=== MATERIAL SHOWN ===
--- begin ---

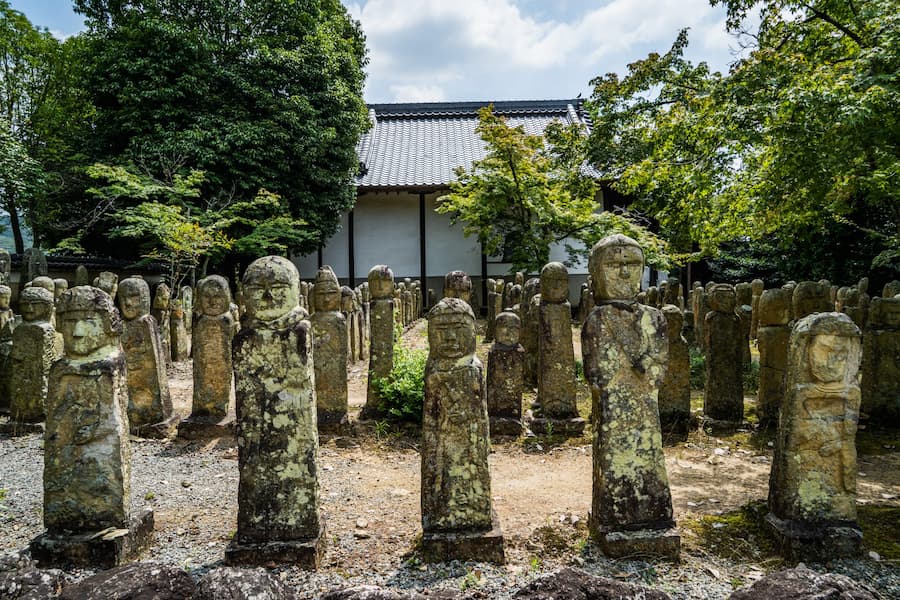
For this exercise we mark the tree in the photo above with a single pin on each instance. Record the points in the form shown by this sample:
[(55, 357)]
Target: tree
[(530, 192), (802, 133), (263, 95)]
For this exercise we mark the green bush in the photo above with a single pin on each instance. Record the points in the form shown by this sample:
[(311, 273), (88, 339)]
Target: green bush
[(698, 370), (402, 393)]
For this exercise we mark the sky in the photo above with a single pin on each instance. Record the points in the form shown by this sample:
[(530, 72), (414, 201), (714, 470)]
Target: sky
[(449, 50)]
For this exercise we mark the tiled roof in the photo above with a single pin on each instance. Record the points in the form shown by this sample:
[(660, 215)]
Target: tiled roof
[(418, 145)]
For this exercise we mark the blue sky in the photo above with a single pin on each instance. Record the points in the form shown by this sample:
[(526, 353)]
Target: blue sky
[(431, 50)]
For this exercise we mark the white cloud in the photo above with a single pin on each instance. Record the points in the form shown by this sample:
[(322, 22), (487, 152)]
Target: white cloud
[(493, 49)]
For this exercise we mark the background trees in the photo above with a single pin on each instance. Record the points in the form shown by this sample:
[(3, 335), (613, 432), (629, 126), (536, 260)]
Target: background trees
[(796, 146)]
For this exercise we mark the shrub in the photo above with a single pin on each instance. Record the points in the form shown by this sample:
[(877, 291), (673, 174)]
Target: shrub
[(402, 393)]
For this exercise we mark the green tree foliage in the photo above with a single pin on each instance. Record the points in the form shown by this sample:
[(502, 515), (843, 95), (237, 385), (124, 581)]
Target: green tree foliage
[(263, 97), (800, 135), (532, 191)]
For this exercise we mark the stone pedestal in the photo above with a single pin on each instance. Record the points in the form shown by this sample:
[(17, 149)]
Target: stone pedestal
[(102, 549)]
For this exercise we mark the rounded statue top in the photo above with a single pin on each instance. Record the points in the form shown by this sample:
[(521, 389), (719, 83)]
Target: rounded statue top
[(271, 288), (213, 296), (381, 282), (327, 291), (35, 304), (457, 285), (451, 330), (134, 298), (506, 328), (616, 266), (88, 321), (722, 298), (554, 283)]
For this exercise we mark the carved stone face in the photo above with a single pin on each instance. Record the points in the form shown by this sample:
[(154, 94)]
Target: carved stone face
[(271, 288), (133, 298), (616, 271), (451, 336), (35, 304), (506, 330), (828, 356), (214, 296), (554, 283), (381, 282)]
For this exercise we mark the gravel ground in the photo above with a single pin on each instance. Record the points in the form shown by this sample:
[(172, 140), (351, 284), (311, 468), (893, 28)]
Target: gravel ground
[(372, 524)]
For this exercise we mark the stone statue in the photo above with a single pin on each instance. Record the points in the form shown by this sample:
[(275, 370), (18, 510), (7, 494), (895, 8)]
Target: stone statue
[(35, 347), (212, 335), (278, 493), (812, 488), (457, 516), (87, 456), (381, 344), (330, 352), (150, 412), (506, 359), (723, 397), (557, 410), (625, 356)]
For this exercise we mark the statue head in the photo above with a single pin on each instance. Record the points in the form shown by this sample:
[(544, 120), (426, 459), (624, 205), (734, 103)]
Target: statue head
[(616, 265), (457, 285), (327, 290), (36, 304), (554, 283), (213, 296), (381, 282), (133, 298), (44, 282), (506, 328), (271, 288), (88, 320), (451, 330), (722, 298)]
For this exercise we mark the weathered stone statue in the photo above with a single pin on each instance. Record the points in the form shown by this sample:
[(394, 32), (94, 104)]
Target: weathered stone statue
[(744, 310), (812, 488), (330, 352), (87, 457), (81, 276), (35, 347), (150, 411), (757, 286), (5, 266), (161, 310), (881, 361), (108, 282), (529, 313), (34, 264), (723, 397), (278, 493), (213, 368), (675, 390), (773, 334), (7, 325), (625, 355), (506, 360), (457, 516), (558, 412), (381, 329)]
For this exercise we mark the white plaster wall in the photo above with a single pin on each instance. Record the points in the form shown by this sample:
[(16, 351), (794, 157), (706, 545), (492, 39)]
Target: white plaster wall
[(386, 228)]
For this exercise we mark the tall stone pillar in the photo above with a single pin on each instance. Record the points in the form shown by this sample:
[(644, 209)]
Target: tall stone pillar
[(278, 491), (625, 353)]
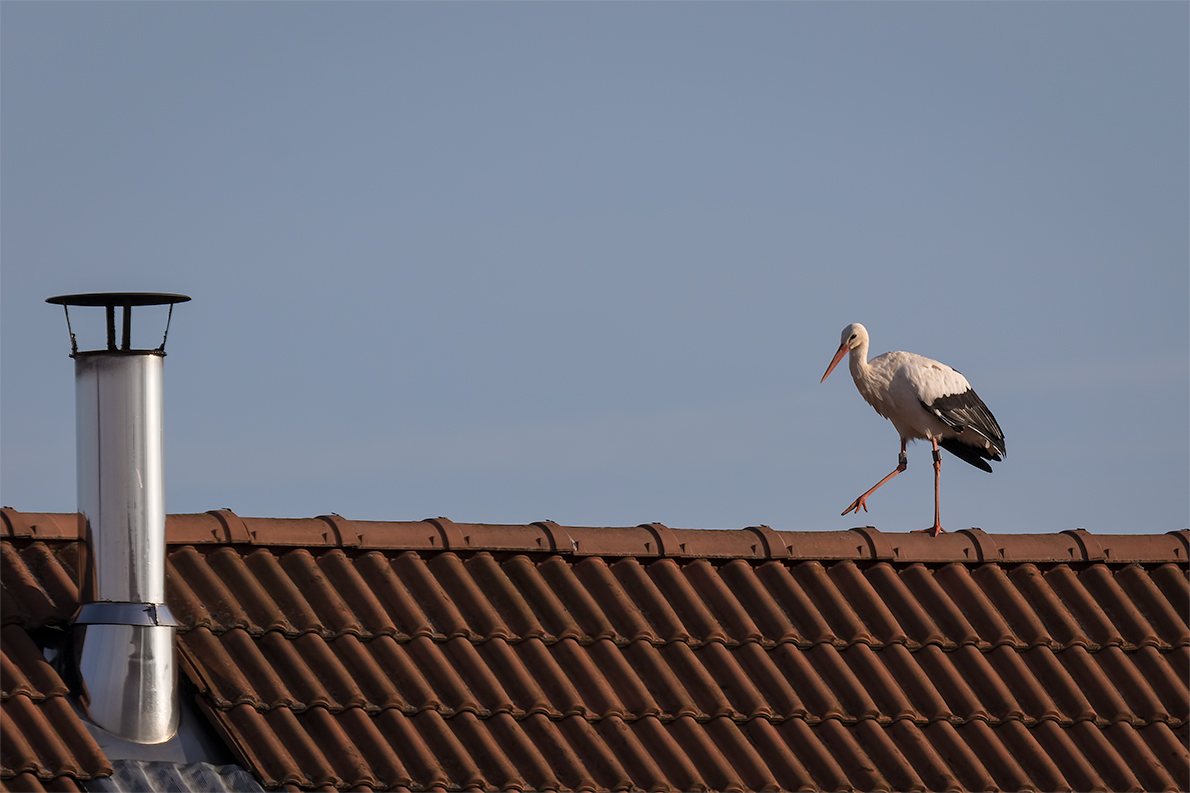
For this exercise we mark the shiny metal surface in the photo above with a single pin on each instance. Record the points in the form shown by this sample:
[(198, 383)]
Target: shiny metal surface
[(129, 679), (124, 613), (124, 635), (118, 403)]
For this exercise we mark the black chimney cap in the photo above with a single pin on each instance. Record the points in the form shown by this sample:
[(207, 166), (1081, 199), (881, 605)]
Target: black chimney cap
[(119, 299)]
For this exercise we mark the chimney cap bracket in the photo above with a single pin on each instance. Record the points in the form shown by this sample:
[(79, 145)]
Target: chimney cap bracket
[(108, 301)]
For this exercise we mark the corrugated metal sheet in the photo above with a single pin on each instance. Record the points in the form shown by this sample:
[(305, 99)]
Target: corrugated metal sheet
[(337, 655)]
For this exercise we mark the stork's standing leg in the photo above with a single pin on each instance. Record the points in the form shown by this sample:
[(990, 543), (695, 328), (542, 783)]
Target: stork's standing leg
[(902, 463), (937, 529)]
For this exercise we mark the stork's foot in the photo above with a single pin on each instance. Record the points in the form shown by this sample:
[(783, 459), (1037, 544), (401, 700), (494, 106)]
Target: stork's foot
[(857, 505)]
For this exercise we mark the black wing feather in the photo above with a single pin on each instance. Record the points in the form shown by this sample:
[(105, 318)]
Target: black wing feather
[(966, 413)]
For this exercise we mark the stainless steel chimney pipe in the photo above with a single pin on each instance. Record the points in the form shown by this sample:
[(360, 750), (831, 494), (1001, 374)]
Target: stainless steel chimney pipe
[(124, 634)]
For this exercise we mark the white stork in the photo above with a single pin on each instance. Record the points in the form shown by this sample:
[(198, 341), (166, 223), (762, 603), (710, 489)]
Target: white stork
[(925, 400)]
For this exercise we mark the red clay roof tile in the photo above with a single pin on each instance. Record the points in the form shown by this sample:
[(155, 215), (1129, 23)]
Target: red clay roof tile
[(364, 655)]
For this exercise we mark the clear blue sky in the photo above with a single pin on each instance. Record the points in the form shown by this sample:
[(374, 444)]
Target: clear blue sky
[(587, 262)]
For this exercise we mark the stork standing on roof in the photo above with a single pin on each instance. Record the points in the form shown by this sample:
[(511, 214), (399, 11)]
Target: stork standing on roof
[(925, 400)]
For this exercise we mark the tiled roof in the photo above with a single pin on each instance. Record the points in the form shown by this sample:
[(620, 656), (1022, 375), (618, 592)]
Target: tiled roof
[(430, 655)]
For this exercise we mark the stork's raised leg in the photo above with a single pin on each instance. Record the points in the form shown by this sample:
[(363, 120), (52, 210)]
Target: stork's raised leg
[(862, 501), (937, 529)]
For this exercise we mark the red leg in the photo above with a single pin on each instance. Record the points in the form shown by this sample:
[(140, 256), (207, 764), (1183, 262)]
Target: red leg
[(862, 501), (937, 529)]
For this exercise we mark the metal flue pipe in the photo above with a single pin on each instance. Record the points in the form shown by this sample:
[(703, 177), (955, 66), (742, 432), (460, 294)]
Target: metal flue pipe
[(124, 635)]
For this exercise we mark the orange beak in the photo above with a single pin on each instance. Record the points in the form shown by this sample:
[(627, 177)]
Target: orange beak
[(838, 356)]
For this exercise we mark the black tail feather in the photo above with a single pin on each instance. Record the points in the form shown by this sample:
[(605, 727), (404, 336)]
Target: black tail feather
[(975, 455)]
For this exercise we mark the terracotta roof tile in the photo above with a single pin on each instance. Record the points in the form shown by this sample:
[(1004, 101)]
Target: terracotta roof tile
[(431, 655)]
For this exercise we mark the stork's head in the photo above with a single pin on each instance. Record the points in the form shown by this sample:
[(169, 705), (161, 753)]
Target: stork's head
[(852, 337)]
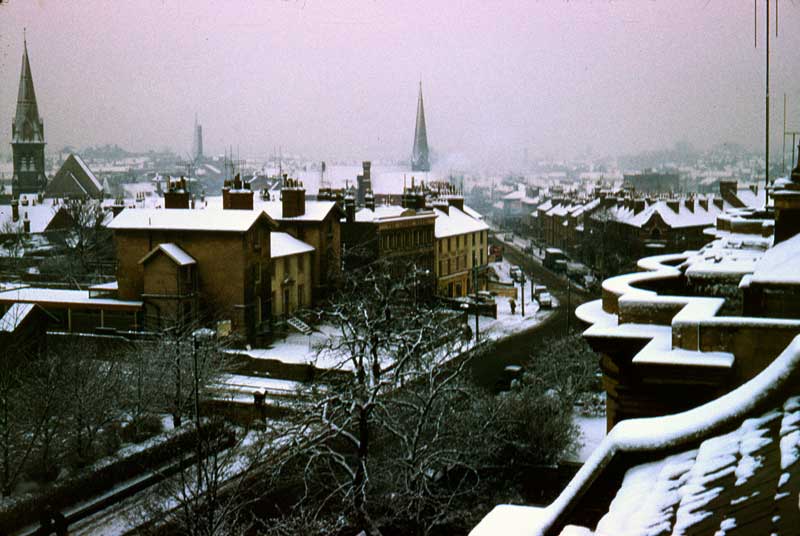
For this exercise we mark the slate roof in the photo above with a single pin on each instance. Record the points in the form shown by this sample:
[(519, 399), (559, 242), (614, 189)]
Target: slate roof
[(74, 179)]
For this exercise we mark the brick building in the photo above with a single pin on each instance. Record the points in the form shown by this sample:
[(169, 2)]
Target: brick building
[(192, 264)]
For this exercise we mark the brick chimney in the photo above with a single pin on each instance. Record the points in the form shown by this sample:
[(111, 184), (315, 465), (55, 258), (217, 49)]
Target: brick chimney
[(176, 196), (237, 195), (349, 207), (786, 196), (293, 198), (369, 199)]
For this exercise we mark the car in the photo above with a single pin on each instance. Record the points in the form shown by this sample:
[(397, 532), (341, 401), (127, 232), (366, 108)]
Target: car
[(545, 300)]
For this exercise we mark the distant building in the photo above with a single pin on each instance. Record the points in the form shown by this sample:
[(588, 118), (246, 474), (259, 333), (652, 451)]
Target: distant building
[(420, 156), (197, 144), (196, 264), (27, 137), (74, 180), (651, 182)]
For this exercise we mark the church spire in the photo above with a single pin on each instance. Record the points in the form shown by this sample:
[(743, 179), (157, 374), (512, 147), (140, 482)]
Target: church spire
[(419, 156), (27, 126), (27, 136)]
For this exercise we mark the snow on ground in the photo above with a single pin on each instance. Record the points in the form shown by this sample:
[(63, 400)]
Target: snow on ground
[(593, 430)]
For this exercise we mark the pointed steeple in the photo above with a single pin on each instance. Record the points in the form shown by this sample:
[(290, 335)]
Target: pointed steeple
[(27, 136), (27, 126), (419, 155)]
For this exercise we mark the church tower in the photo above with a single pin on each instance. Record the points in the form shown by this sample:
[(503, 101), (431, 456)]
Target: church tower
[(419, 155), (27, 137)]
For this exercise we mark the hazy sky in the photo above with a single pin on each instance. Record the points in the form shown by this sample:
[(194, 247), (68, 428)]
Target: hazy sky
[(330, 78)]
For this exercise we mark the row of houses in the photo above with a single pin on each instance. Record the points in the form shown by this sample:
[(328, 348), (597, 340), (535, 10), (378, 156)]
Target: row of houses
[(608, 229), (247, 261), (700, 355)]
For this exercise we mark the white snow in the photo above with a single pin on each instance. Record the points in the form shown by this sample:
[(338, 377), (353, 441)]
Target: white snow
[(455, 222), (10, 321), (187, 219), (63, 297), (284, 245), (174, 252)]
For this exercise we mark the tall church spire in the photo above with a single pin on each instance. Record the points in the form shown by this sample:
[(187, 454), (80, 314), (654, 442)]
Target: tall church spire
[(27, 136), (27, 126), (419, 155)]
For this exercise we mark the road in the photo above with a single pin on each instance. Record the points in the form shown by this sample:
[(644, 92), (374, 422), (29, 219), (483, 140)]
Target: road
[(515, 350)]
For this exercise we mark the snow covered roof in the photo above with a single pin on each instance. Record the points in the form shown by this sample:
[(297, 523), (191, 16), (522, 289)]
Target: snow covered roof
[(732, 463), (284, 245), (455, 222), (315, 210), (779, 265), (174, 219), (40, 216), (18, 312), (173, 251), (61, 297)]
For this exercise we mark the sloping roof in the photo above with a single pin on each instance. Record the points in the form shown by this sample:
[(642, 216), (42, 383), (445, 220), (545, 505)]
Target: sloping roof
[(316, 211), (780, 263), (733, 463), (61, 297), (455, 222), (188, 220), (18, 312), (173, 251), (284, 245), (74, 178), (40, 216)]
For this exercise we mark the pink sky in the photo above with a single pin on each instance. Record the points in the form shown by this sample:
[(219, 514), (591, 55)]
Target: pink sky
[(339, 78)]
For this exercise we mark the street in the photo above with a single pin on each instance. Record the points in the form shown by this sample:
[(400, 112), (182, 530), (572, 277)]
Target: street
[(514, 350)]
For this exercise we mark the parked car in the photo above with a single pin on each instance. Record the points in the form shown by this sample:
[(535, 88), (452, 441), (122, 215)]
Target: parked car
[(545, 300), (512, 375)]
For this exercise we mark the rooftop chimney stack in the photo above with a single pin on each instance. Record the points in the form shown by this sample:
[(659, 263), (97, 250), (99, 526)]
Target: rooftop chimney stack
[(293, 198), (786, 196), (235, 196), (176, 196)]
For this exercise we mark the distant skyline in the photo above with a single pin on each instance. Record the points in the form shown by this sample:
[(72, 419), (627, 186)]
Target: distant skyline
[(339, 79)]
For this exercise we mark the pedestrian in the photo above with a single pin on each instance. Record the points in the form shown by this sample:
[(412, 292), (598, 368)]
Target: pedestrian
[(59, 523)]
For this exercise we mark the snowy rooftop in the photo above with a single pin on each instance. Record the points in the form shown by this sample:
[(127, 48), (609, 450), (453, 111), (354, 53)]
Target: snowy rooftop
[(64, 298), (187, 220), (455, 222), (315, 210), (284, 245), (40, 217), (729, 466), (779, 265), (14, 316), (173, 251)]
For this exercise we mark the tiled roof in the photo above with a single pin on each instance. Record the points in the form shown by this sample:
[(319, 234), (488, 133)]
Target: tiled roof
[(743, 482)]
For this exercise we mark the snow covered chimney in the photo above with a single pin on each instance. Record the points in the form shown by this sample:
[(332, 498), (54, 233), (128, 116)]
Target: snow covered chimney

--- end ---

Starting with the line that contains "For this exercise we mark the green bush" and ending with the line that contains "[(449, 50)]", put each line of the material above into a numbered list, omitting any blank lines.

1. For this exercise we mark the green bush in the photo above with a single pin on each instance. Record the points in the form shown by this sample:
2. [(311, 273), (88, 339)]
3. Target: green bush
4. [(698, 370), (402, 393)]
5. For this exercise we mark the sky in the photo above with a single pin on each instance. Record the points in the form shown by this sample:
6. [(530, 72), (414, 201), (714, 470)]
7. Target: sky
8. [(449, 50)]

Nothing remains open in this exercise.